Coordinate labeling data
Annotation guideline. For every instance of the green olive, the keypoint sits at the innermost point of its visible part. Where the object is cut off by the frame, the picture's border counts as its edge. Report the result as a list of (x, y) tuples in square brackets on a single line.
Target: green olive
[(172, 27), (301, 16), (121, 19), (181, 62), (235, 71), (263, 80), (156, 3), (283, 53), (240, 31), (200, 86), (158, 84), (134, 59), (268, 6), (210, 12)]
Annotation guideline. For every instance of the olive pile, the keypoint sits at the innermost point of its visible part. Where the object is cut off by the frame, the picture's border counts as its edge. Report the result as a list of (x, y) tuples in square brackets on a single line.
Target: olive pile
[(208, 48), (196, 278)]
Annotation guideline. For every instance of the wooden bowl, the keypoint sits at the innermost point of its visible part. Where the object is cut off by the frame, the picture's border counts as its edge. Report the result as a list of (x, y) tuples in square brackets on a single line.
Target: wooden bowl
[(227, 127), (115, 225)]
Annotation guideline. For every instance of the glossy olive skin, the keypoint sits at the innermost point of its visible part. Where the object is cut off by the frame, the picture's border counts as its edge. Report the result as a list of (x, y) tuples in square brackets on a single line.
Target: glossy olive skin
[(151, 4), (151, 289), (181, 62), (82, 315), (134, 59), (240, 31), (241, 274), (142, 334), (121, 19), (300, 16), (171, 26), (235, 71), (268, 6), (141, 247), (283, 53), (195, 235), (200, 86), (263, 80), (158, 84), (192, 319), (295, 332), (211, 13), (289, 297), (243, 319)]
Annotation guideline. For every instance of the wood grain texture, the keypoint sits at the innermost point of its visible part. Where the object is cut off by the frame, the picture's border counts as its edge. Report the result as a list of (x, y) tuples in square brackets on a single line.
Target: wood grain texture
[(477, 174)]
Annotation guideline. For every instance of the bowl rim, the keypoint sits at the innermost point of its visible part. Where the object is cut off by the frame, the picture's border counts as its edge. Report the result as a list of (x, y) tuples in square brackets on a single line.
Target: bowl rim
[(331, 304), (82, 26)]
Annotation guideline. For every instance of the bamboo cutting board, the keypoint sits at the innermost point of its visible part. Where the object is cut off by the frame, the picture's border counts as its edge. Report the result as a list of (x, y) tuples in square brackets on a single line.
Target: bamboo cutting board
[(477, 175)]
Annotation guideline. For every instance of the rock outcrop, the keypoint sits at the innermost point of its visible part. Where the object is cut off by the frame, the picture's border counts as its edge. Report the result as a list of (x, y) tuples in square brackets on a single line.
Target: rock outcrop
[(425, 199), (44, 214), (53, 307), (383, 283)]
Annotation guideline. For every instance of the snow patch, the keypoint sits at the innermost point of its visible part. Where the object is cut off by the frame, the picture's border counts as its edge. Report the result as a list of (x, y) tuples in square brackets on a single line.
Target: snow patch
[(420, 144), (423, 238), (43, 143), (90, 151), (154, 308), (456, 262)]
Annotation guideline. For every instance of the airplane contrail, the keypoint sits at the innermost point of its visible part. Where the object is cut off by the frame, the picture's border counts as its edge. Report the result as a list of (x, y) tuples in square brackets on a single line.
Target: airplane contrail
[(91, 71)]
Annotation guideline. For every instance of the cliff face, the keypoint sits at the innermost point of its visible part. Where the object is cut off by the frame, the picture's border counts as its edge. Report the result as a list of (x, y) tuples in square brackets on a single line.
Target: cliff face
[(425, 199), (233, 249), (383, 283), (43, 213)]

→ Your objective
Rewrite everything from "Annotation guideline. For every instance of the snow" down to "308), (456, 262)]", substituting "ice sheet" for "snow patch" and leaving all else unchanged.

→ Task solution
Annotation guideline. For every instance of the ice sheet, the keypoint sits at the innermost point of its visible part. Where the object is cut off by the frame, the picture's border counts as its edge. Report the result as a list of (x, y) tuples in square brackets on a single line.
Target: ice sheet
[(420, 144), (423, 238), (43, 143), (90, 151), (154, 308), (456, 262)]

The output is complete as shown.